===== SOURCE MATERIAL =====
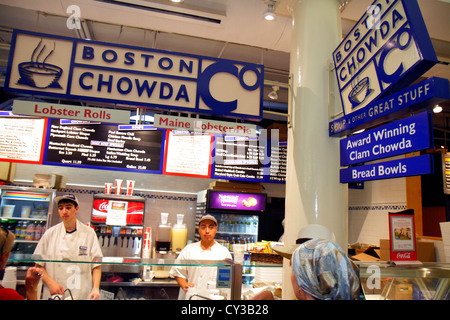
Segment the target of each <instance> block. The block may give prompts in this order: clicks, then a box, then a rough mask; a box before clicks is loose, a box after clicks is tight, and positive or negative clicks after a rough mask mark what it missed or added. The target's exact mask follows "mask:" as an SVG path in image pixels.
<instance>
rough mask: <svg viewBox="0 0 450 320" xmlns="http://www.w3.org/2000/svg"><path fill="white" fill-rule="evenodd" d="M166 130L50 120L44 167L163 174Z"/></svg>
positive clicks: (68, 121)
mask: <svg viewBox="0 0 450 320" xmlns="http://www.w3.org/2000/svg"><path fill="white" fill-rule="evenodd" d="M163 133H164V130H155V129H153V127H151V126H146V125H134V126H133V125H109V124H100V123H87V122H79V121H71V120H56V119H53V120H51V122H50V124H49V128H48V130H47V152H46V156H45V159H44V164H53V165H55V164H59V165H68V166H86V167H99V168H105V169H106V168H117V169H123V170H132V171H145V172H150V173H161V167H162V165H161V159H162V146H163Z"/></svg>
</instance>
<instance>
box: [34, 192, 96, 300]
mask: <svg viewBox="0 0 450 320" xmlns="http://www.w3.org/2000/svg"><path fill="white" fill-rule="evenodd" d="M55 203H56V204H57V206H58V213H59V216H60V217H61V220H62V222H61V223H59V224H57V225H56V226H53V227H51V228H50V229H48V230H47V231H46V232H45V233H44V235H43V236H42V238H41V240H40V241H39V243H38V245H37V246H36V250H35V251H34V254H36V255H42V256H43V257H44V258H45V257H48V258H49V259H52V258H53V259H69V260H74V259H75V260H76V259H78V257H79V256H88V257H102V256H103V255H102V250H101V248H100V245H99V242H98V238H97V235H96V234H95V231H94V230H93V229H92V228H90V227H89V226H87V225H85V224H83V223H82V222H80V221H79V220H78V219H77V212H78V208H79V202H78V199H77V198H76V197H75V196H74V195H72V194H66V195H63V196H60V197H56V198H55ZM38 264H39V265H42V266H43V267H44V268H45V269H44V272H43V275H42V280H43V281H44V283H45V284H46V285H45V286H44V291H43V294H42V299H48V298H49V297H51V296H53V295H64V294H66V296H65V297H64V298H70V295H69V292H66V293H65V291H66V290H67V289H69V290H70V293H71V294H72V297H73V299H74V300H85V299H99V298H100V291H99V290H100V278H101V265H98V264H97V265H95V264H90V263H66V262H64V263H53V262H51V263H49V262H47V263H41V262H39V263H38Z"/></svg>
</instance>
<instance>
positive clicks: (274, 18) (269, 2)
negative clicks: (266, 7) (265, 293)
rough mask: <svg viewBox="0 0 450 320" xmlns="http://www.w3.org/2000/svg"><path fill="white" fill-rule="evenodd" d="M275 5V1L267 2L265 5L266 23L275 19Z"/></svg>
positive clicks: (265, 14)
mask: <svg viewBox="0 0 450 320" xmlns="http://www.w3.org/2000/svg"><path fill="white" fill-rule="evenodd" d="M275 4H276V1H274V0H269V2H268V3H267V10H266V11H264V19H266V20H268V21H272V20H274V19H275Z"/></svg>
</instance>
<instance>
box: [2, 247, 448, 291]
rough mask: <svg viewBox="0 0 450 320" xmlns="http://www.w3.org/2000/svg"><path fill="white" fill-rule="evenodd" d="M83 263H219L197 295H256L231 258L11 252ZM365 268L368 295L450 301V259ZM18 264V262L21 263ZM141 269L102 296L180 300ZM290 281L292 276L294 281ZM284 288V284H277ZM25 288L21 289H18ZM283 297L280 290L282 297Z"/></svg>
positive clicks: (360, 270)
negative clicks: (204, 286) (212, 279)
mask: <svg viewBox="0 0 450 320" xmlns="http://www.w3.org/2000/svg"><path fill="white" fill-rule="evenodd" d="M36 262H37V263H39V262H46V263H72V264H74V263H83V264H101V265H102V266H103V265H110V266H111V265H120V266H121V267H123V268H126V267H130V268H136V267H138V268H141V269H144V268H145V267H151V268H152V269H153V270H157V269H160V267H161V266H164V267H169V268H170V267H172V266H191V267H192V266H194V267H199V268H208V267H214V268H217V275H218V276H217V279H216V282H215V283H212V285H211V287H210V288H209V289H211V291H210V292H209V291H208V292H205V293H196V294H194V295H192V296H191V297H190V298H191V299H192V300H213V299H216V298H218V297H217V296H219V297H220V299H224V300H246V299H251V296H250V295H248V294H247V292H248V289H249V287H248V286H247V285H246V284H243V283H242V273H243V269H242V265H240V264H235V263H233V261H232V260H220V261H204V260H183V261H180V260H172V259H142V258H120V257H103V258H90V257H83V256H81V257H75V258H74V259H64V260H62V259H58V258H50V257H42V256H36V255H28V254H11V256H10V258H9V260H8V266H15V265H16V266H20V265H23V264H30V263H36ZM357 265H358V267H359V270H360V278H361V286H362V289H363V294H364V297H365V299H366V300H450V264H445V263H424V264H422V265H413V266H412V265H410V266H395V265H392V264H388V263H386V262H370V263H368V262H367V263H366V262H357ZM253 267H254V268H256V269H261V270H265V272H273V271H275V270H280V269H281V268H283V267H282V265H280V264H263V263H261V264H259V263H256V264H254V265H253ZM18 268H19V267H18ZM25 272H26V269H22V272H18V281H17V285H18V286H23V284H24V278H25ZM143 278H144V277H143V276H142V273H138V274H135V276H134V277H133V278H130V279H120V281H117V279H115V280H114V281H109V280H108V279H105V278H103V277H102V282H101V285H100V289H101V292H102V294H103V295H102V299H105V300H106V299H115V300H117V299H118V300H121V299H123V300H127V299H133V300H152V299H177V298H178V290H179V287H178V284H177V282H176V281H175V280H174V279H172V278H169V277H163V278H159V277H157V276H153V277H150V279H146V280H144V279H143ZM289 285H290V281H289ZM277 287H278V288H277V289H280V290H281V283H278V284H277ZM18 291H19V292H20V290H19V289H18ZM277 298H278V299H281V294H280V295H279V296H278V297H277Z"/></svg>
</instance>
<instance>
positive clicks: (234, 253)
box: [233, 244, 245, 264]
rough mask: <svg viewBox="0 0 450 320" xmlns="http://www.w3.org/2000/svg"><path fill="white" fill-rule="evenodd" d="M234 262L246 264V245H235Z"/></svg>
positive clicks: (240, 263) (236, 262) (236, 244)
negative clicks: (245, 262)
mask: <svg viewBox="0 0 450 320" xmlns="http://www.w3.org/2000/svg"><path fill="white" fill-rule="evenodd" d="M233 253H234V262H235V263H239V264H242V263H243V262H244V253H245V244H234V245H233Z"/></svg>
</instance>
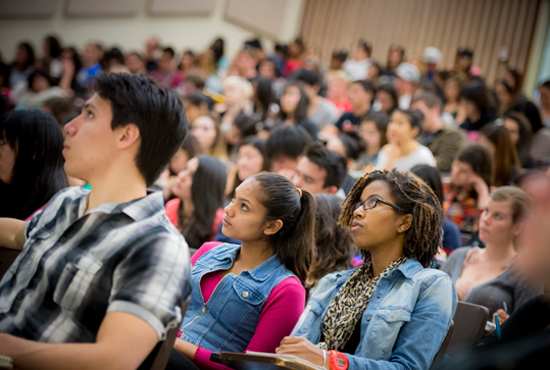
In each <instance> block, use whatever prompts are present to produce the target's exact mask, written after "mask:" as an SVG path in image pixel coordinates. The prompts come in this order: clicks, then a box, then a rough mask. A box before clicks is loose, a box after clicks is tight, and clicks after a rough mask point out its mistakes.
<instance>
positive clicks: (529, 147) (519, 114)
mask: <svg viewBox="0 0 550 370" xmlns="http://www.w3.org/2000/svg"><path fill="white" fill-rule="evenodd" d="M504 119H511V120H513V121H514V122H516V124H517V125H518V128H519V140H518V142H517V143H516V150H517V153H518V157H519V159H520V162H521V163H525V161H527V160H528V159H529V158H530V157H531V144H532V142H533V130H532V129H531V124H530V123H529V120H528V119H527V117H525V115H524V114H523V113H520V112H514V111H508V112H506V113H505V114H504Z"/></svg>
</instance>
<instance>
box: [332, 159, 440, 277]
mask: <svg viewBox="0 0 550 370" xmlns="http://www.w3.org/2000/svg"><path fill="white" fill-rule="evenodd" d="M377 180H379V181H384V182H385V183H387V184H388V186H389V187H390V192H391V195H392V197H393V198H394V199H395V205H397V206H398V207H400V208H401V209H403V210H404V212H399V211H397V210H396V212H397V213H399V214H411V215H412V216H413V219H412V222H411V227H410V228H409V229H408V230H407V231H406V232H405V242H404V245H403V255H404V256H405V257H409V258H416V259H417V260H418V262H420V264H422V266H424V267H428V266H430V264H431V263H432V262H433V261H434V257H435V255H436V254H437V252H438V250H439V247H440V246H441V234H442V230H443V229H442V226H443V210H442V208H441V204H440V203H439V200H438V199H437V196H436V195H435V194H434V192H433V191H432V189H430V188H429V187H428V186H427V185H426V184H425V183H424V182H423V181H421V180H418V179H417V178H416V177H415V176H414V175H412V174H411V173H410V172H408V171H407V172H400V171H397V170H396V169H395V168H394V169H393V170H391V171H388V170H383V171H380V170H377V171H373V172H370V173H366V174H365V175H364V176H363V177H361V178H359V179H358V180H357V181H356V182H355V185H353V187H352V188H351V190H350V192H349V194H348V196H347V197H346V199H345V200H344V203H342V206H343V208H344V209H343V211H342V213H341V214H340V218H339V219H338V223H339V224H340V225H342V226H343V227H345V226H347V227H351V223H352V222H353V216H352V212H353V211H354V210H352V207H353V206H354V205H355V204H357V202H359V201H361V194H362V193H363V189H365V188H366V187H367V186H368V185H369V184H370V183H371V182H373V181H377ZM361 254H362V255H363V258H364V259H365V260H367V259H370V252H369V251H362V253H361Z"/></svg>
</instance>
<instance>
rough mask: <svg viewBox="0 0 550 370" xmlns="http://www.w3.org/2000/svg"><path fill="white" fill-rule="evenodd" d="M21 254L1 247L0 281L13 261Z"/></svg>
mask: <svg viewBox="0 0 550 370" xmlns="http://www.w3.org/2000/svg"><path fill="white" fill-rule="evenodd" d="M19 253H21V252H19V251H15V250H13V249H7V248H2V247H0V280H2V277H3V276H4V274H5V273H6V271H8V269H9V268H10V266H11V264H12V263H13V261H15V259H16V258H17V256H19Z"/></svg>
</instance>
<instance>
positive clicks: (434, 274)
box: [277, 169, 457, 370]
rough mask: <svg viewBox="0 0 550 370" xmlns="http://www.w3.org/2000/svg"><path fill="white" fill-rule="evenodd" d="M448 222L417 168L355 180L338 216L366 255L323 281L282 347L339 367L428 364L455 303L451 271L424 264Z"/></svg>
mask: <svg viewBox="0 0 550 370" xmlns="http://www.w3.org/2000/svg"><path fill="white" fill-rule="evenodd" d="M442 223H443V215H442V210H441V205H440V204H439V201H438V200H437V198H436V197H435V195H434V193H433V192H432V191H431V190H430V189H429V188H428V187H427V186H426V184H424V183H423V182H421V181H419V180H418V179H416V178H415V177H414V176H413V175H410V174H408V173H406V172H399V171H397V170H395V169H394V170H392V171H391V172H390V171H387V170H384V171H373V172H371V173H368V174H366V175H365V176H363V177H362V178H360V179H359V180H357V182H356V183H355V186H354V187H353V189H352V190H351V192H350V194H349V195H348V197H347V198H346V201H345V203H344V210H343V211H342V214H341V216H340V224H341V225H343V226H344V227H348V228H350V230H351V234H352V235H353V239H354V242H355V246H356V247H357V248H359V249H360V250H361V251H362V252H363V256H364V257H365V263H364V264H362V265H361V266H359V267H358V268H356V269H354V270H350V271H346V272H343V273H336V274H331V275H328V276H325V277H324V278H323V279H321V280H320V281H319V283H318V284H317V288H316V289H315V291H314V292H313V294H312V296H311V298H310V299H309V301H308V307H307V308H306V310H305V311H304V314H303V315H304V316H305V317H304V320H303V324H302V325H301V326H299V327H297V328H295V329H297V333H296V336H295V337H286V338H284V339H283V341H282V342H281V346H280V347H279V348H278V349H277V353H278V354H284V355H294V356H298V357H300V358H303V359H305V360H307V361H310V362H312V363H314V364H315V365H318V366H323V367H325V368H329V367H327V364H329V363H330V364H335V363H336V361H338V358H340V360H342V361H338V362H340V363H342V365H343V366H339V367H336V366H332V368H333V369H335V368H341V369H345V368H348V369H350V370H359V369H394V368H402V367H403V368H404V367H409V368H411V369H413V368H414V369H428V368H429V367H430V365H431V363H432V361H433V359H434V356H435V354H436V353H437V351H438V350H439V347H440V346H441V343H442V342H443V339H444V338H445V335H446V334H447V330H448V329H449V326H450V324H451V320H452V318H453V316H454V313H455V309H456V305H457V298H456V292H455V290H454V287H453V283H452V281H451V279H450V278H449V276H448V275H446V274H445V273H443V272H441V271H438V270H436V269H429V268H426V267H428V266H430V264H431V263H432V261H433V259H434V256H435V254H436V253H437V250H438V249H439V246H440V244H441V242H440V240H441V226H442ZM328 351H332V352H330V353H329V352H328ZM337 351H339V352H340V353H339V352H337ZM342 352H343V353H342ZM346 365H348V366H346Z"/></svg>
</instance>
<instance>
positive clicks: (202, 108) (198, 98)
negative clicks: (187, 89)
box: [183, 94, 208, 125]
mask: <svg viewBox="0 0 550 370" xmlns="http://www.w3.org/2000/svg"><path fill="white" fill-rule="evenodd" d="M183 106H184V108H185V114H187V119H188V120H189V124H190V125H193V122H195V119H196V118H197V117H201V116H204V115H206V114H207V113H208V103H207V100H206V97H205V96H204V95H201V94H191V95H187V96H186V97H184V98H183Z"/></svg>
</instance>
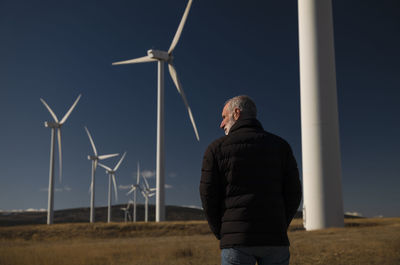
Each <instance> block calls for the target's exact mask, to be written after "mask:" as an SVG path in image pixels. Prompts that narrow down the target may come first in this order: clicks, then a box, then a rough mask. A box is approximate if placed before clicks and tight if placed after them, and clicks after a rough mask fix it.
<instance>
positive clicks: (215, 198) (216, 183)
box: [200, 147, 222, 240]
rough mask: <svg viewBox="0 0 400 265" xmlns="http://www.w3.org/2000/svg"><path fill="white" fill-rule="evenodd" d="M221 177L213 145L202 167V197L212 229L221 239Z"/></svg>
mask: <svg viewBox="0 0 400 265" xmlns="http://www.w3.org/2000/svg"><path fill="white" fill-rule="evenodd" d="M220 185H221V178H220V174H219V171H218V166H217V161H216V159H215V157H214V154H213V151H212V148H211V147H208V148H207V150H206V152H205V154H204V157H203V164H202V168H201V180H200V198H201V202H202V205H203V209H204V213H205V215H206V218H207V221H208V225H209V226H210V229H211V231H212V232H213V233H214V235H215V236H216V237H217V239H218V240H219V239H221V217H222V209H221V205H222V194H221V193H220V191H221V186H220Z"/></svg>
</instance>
=====
> **WORK ITEM**
Repeat the records above exactly, from the first line through the line that contains "130L50 120L44 167L163", and leave out the pictures.

> **WRITTEN RESPONSE**
Segment the target of each <instance> block. The block may give prompts in this order: clicks, then a box, then a rough mask; a box before clicks is loose, a box after clicks is tight, and positive or negative clicks after a rough mask mark what it missed or added. The target's exact mask follows "mask:" as an SVG path in image pixels.
<instance>
rough mask: <svg viewBox="0 0 450 320" xmlns="http://www.w3.org/2000/svg"><path fill="white" fill-rule="evenodd" d="M166 130L50 120L44 167L163 174Z"/></svg>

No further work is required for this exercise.